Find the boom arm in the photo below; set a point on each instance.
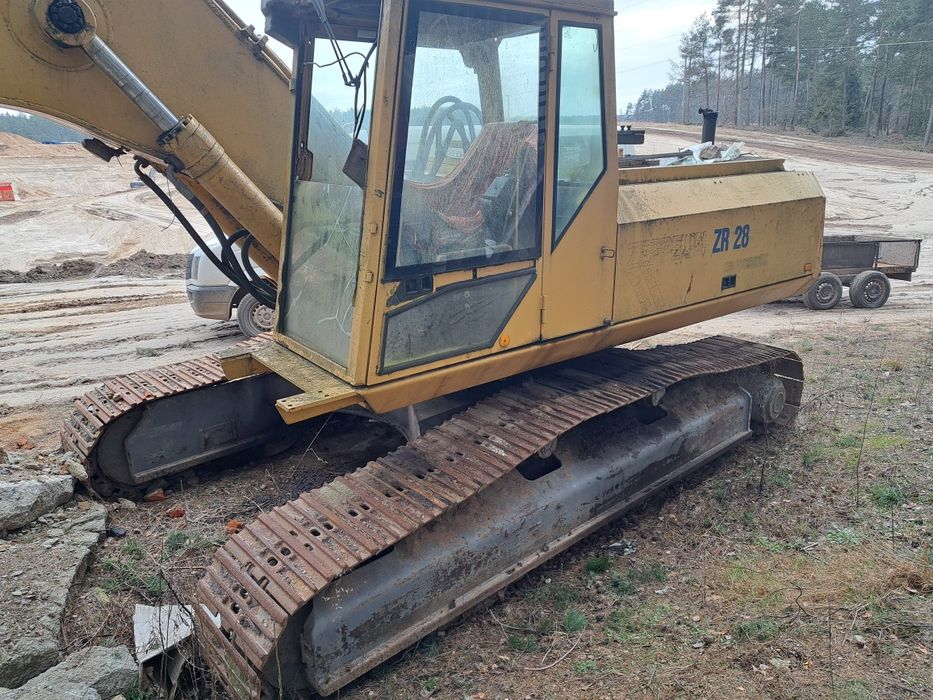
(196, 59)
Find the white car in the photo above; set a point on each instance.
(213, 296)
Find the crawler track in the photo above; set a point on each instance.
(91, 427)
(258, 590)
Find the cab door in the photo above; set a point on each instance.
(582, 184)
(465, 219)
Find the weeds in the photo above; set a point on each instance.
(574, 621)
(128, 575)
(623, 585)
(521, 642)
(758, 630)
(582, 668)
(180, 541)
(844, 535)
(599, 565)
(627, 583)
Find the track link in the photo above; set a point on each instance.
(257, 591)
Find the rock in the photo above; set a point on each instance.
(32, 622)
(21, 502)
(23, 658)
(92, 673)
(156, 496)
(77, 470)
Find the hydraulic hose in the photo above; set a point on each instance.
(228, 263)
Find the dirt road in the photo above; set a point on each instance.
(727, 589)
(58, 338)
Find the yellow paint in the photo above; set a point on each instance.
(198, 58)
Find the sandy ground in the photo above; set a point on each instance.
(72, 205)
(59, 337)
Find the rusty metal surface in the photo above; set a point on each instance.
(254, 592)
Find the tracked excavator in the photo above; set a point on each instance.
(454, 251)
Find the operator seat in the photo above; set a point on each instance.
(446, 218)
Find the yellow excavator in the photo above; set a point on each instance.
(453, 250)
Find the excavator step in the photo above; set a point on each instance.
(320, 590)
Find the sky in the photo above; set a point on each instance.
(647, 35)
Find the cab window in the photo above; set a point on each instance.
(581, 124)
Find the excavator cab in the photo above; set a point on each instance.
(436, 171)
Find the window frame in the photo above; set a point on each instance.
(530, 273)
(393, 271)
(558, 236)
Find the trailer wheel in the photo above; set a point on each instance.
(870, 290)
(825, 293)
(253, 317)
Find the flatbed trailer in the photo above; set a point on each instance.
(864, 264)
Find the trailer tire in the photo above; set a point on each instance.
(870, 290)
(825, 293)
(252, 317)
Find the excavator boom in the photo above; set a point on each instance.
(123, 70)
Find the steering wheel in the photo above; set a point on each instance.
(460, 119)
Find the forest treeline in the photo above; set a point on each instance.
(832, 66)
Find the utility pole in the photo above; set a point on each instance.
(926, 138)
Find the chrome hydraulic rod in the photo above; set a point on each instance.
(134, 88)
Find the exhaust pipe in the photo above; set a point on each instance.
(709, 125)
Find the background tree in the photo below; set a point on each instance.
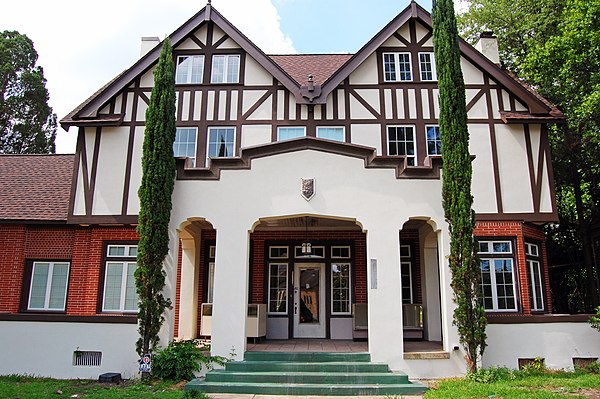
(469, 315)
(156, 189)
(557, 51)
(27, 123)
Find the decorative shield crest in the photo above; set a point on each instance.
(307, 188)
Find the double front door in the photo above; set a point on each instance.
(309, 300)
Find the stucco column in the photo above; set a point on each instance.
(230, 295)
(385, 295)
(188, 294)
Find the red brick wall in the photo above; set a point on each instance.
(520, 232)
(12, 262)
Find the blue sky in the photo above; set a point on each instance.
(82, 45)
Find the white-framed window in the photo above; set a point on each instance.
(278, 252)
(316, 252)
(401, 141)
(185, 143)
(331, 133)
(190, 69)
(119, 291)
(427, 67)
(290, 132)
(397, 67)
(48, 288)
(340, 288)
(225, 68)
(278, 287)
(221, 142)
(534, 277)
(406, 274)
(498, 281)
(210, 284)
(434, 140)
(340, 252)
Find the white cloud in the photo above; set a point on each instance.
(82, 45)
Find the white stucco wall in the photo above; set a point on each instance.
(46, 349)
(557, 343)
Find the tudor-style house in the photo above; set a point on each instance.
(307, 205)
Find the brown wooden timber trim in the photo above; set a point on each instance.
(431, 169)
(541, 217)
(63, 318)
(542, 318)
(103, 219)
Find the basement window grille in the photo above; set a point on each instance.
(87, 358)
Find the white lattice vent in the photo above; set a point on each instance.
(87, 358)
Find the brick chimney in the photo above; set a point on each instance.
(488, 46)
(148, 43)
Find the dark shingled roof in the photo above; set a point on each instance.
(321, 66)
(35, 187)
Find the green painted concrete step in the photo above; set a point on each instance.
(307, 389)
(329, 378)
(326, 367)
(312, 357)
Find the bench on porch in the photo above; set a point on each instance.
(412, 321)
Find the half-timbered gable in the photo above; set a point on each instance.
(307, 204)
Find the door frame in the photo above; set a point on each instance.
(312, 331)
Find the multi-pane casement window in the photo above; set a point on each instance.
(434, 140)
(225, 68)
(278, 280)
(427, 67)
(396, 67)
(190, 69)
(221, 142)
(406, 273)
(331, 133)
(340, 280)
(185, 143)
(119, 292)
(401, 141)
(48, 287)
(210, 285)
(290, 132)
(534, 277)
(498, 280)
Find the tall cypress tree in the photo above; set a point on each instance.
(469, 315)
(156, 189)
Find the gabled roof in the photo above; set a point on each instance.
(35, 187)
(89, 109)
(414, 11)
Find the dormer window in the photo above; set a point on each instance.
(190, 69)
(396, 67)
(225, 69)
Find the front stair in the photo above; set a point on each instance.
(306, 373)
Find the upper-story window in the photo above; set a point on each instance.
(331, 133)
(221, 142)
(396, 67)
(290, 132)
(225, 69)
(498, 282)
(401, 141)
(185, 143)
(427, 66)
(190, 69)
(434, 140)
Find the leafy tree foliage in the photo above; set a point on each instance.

- - - - -

(AIM):
Transcribe every record above exactly, leaving out the pictures.

(EXERCISE RESPONSE):
Find the boom arm in the photo below; set a point on each instance.
(196, 59)
Find the white car in the photo above; set a point on each instance.
(213, 296)
Find the crawler track in the photo above; set a point on each instance.
(91, 427)
(258, 590)
Find the cab door in the photo above; set a point on each instance.
(582, 184)
(465, 219)
Find the weeds in the photo above; set a point on each instance.
(574, 621)
(128, 575)
(623, 585)
(521, 642)
(758, 630)
(582, 668)
(180, 541)
(844, 535)
(599, 565)
(627, 583)
Find the track link in the photo above; set a point on each instance.
(257, 591)
Find the rock in the photo above; set a point on each instance.
(32, 622)
(21, 502)
(23, 658)
(92, 673)
(156, 496)
(77, 470)
Find the hydraulic hose in the photo above; set a point on each instance.
(228, 263)
Find the dirt road in the photo above; set a point on each instance.
(727, 589)
(58, 338)
Find the yellow paint in the photo above; set a point on each instance.
(198, 58)
Find the sandy ground in the photo above; set a point on each instance.
(72, 205)
(59, 337)
Find the rusty metal surface in the photo above; set a point on each instance.
(254, 592)
Find the tracked excavator in the photo above; set a point on each instance.
(454, 251)
Find the operator seat in the photo above; set a point on each instance.
(446, 218)
Find the yellow excavator in the photo above; set a point on each instance.
(453, 250)
Find the excavator step in the photo above; set a point on each instance.
(320, 590)
Find the sky in the photo above; set a point on each instance.
(647, 35)
Find the cab window in the photo above; set a point on each instance.
(581, 124)
Find the excavator cab in the photo above; set a point on each instance.
(436, 171)
Find the window frame in the photo above; set a point on each instance.
(530, 273)
(393, 271)
(558, 236)
Find the trailer wheel in the photo above; set a point on each instance.
(870, 290)
(825, 293)
(253, 317)
Find the flatbed trailer in the photo above; set a point on each instance.
(864, 264)
Find the trailer tire in the photo above; set a point on each instance.
(870, 290)
(825, 293)
(252, 317)
Find the excavator boom in the photo above; set a point on each instance.
(123, 70)
Find the steering wheel in the photo above; set a point on each instance.
(460, 119)
Find the forest treeline in the photo above; set a point on each instance.
(832, 66)
Find the utility pole in the photo above; set a point on each instance.
(926, 138)
Find the chrome hydraulic rod in the photo above; set a point on each instance.
(134, 88)
Find the exhaust pipe in the photo above; set a point on each instance.
(709, 125)
Find the background tree in the photo below; set a point on each instance.
(469, 315)
(156, 189)
(557, 51)
(27, 123)
Find the decorative shield crest in the photo above; set a point on each instance.
(307, 188)
Find the double front door in the photo above; set a point on each instance.
(309, 300)
Find the stucco column in the photo above; set a point on each instance.
(230, 295)
(385, 295)
(188, 294)
Find the red brick wall in the photo above; set a point on each instance.
(520, 232)
(12, 262)
Find the blue sky in the photo above; set a point on each instance.
(82, 45)
Find the white-framed window in the photo above; set a point on each instance.
(278, 252)
(316, 252)
(401, 141)
(185, 143)
(331, 133)
(190, 69)
(119, 291)
(427, 67)
(290, 132)
(397, 67)
(48, 288)
(340, 288)
(225, 68)
(278, 287)
(221, 142)
(534, 277)
(406, 274)
(498, 281)
(210, 284)
(434, 140)
(340, 252)
Find the white cloud in the photo above; set a point on each instance.
(82, 45)
Find the white stucco wall in the photo above; set a point on each instance.
(46, 349)
(557, 343)
Find the tudor-style house in the photo above; set a point on each instance.
(307, 205)
Find the brown wooden timber trim in the photo above; set a point on each instance.
(431, 169)
(541, 217)
(63, 318)
(542, 318)
(103, 219)
Find the basement window grille in the photo above; set a point on each instance.
(87, 358)
Find the white lattice vent in the photo above; set a point on each instance.
(87, 358)
Find the brick chimney in the photo above; set a point on each instance.
(488, 46)
(148, 43)
Find the dark shingled roof in the photo above; set a point on each instance.
(321, 66)
(35, 187)
Find the green painted concrete step in the photo above; set a point on each instance.
(307, 389)
(329, 378)
(326, 367)
(312, 357)
Find the bench on porch in the photo above; set a point on each instance.
(412, 321)
Find the half-timbered gable in the photo above; set a point on each instance.
(307, 204)
Find the door frame in the photo above; set a point on each instance.
(312, 331)
Find the multi-pane casement window in the photo above; set a point on each instance.
(434, 140)
(225, 68)
(278, 280)
(427, 67)
(396, 67)
(190, 69)
(221, 142)
(406, 273)
(331, 133)
(340, 280)
(185, 143)
(119, 292)
(401, 141)
(48, 287)
(210, 285)
(290, 132)
(534, 277)
(498, 280)
Find the tall cypress tree in the photo above; set a point on each instance.
(469, 315)
(156, 189)
Find the gabled roof in the photo above; set a point on each instance.
(35, 187)
(89, 109)
(414, 11)
Find the dormer window in the photo above; set a point on each instance.
(190, 69)
(396, 67)
(225, 69)
Find the front stair in the photo above; set a point on each instance.
(306, 373)
Find the upper-story window in the photo above; set a point on each instance.
(331, 133)
(221, 142)
(396, 67)
(290, 132)
(225, 69)
(498, 282)
(401, 141)
(185, 143)
(427, 66)
(190, 69)
(434, 140)
Find the leafy tree foliage in the photo above; set a point on each instance.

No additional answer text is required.